■ The exercise ■
Extract the complete data exactly as given.

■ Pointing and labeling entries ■
-*-*-

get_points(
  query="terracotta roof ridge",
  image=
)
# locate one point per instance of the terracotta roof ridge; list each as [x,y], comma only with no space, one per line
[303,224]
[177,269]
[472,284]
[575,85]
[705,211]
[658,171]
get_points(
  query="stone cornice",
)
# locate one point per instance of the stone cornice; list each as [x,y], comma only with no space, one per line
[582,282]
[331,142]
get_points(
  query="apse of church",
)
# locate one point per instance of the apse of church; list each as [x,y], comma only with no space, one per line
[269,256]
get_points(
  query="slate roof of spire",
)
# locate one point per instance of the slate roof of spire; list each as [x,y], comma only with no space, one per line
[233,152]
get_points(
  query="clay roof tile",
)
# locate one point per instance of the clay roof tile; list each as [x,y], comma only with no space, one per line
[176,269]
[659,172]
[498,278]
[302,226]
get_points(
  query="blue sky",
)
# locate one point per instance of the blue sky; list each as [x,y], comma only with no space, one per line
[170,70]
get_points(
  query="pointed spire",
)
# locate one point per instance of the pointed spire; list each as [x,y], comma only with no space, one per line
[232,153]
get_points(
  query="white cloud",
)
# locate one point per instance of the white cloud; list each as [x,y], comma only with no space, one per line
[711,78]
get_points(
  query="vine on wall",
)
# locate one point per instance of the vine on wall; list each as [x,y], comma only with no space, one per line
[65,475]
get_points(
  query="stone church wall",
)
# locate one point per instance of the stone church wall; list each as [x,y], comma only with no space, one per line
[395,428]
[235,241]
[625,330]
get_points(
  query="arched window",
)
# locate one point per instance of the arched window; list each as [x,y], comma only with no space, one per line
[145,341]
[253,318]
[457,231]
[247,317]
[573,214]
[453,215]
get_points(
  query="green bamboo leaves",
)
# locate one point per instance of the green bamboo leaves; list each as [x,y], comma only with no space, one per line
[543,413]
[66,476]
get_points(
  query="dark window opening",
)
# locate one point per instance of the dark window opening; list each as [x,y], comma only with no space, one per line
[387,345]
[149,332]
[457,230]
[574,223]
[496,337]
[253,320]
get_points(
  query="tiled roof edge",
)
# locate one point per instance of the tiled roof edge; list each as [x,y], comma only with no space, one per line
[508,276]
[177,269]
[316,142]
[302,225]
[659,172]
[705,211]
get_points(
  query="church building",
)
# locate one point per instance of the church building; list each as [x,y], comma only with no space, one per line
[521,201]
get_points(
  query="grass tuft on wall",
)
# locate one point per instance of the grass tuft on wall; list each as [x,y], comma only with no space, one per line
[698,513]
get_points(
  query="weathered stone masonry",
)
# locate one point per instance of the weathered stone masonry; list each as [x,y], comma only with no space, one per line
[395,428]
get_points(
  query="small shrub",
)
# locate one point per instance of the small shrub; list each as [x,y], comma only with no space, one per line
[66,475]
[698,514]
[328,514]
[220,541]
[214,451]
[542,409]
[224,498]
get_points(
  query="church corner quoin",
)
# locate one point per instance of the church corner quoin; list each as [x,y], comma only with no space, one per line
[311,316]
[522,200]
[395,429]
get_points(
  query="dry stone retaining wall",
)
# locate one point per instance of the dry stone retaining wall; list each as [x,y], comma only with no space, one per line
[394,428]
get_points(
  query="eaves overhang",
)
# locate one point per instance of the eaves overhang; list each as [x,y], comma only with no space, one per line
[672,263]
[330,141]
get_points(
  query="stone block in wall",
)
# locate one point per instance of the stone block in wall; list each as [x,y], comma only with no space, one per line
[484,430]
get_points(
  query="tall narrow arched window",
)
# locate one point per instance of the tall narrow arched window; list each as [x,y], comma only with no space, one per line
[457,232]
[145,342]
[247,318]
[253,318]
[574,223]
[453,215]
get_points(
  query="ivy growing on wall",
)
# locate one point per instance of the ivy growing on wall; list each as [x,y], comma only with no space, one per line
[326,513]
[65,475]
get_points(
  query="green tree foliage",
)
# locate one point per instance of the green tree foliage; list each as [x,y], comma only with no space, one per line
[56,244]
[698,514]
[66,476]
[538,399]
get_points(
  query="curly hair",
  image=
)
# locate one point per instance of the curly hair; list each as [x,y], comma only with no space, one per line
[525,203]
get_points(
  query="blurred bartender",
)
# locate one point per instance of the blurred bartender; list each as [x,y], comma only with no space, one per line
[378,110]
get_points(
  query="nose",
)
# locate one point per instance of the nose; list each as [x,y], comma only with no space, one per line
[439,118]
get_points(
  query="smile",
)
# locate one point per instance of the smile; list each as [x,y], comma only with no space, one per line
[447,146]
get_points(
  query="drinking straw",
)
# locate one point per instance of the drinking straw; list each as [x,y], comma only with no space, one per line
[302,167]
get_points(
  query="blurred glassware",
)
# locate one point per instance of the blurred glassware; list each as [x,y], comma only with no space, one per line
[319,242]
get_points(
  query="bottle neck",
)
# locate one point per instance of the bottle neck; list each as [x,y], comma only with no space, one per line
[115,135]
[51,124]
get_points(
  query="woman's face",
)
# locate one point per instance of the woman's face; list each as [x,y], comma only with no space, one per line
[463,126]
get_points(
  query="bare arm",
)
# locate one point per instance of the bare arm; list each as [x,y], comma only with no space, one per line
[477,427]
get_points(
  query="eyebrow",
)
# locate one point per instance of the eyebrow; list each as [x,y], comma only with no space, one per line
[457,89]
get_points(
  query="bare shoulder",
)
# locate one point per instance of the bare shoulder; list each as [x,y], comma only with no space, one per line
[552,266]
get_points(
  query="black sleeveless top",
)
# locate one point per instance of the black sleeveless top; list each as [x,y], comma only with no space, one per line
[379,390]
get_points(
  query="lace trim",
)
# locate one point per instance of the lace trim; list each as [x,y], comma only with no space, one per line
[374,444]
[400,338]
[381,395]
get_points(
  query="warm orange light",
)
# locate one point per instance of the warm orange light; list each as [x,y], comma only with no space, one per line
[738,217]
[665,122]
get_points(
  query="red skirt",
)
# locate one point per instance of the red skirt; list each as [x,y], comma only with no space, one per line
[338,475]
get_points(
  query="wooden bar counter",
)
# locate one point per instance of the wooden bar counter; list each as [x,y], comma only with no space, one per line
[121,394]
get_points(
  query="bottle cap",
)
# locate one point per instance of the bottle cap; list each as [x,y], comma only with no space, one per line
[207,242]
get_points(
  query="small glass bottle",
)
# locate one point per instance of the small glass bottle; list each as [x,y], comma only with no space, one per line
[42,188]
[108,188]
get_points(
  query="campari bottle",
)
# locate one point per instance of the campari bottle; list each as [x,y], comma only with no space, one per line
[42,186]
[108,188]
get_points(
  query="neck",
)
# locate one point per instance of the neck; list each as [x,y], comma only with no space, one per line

-*-*-

■ Result for this exercise ■
get_points(
  query="terracotta roof ridge",
  image=
)
# locate one point per instance of the terracotta roof ridge; list each as [x,y], comma only with no space, one per line
[303,224]
[177,269]
[472,284]
[575,85]
[705,211]
[658,171]
get_points(
  query="stone cornice",
)
# locate one point per instance of the stone cornice; list each as [x,y], comma only with no space, one per line
[582,282]
[331,142]
get_points(
  query="apse of church",
)
# locate one point per instance of the apse of church; list each as [x,y], comma only with no space, one per line
[269,256]
get_points(
  query="slate roof of spire",
)
# locate one point per instance of the slate roof of spire; list each as [x,y], comma only with no space, one per line
[233,152]
get_points(
  query="clay roof tile",
)
# locate one point per instance of the clay roof tile; list each as [x,y], comma only with no space, one per line
[176,269]
[659,172]
[498,278]
[302,226]
get_points(
  query="blue sky",
)
# locate one point per instance of the blue sky; list each as [x,y], comma only with no space, one per line
[170,70]
get_points(
  query="pointed spire",
)
# locate one point per instance of the pointed spire; list each as [x,y], comma only with no space, one per line
[232,153]
get_points(
  query="white cloud",
)
# locate one point per instance of the white cloud; list each as [x,y], comma only with no space, one per line
[711,78]
get_points(
  query="vine on wall",
)
# locate one point per instance of the vine on wall; list each as [x,y], comma only with no space, one per line
[65,475]
get_points(
  query="stone church wall",
)
# locate one point per instance of the stone church wall; list each as [x,y], comma only with no space, one per line
[395,428]
[235,241]
[625,330]
get_points(
  query="arched window",
)
# locate one point per instance of the arched window; list each as [x,y], comma only with no space, one per line
[145,341]
[253,318]
[457,231]
[247,317]
[573,214]
[453,215]
get_points(
  query="green bamboo leaves",
)
# locate one point per instance of the green bamboo leaves; list each as [x,y], comma only with no space, one per line
[543,413]
[66,476]
get_points(
  query="dark window opening",
)
# locate one point per instance of the dark window opening; list each as [x,y], comma only with no space, one per line
[387,345]
[149,332]
[457,230]
[574,223]
[496,337]
[253,320]
get_points(
  query="tiled roof edge",
)
# locate one point per instance of the tiled roof edge; list each as [x,y], comma only with no space, one per line
[508,276]
[177,269]
[316,142]
[302,225]
[659,172]
[705,211]
get_points(
  query="church building",
)
# locate one point per instance of the church building; list each as [x,y], comma only with no space, one per line
[521,201]
get_points(
  query="grass tuft on wall",
)
# locate one point per instance of the grass tuft on wall; list each as [x,y], comma only with no space, one per line
[698,513]
get_points(
  query="weathered stone masonry",
)
# locate one point per instance of the weathered stone masonry; list each as [x,y], comma only with no space, one per line
[395,428]
get_points(
  query="small shrub",
)
# locate one point per instance of the small shrub; list each as [x,y], comma only with no space, one per line
[66,475]
[698,514]
[328,514]
[220,541]
[214,451]
[542,409]
[224,498]
get_points(
  query="church corner quoin",
)
# locate one point per instance of the church corner quoin; list each as [x,y], comma only with no space, one per line
[311,316]
[522,200]
[395,429]
get_points(
  query="dry stone retaining wall",
)
# locate one point per instance of the dry stone retaining wall; list each as [x,y], comma only with no space, one per line
[394,428]
get_points(
  query="eaves overhang",
)
# locate one point per instance of the eaves overhang; list each as [x,y], comma only with no space, one per line
[672,263]
[330,141]
get_points(
  query="stone block in wall",
)
# locate one point per instance of the stone block in wall; list each as [x,y], comma only with no space, one per line
[484,430]
get_points(
  query="tall narrow arched window",
)
# locate one point per instance of the tall narrow arched window; list each as [x,y], comma only with no space, one per line
[457,232]
[145,342]
[247,318]
[253,318]
[574,223]
[453,215]
get_points(
  query="ivy growing on wall",
)
# locate one point per instance of the ivy growing on wall; list each as [x,y], comma only with no space, one per line
[326,513]
[65,475]
get_points(
  query="green tree foliage",
)
# locate one point per instance of the green tree foliage; list each as [x,y], comma only with no space, one per line
[56,244]
[698,514]
[66,476]
[538,399]
get_points(
  query="curly hair",
  image=
)
# locate one point per instance of the curly hair; list each as [x,y], comma only with no space, one per line
[525,203]
get_points(
  query="blurred bartender",
)
# locate one point per instance of the blurred bartender; list each as [x,y], comma only with no space, one per line
[378,110]
get_points(
  query="nose",
)
# locate one point per instance of the nose; list each as [x,y], comma only with no space, one per line
[439,118]
get_points(
  query="smile",
)
# locate one point per instance of the smile; list each as [x,y], comma only with no space, one per line
[447,146]
get_points(
  query="drinking straw",
)
# locate one point per instance of the drinking straw; list each as [x,y], comma only with no space, one per line
[302,167]
get_points(
  query="blurred glassware",
)
# locate one point per instance of the blurred glassware; list each as [x,y], comma only with no space, one per line
[319,242]
get_points(
  query="bottle neck",
)
# locate one point per instance of the bottle neck; list each as [x,y], comma only with no space, one per line
[115,135]
[51,124]
get_points(
  query="woman's face",
)
# locate one point per instance of the woman's face; list each as [x,y], comma only with no space, one per line
[463,126]
get_points(
  query="bare arm",
)
# locate one point per instance of the bare arm; list each as [x,y], comma only with no space, one per line
[477,427]
get_points(
  query="eyebrow",
)
# locate one point per instance of the eyebrow; list each as [x,y], comma only with no space, one per line
[457,89]
get_points(
  query="bare shoulder",
)
# locate one point per instance of the bare shoulder; list each as [x,y], comma only with no space, one per line
[552,266]
get_points(
  query="black sleeveless top",
)
# locate one point per instance of the black sleeveless top; list each as [x,y], comma only with no space, one per line
[379,390]
get_points(
  query="lace trim",
)
# locate one point per instance of the lace trim; list each as [x,y], comma only with no space, one per line
[374,444]
[400,338]
[381,395]
get_points(
  query="warm orange light",
)
# locate one point per instance of the warm orange light; list each as [x,y], comma only with no space, one per line
[738,217]
[665,122]
get_points(
  query="red skirt",
)
# locate one point per instance of the red skirt; list each as [x,y], comma only with no space, one per line
[338,475]
get_points(
  query="wooden bar counter",
)
# locate one point per instance of the wooden bar counter; list each as [x,y], comma only with no space, one per line
[121,394]
get_points(
  query="bottle cap",
)
# locate one point per instance of the bottle cap; list each as [x,y], comma only with no space, one per line
[207,242]
get_points(
  query="small glass bottle",
)
# locate one point per instance of the small glass bottle; list each as [x,y], comma only with no space, one per line
[42,188]
[108,188]
get_points(
  query="campari bottle",
)
# locate one point per instance of the campari bottle; list each as [x,y], comma only with no space, one per line
[42,186]
[108,188]
get_points(
  query="neck",
)
# locate one point per instance of the neck; list each as [x,y], comma only with no space, one per line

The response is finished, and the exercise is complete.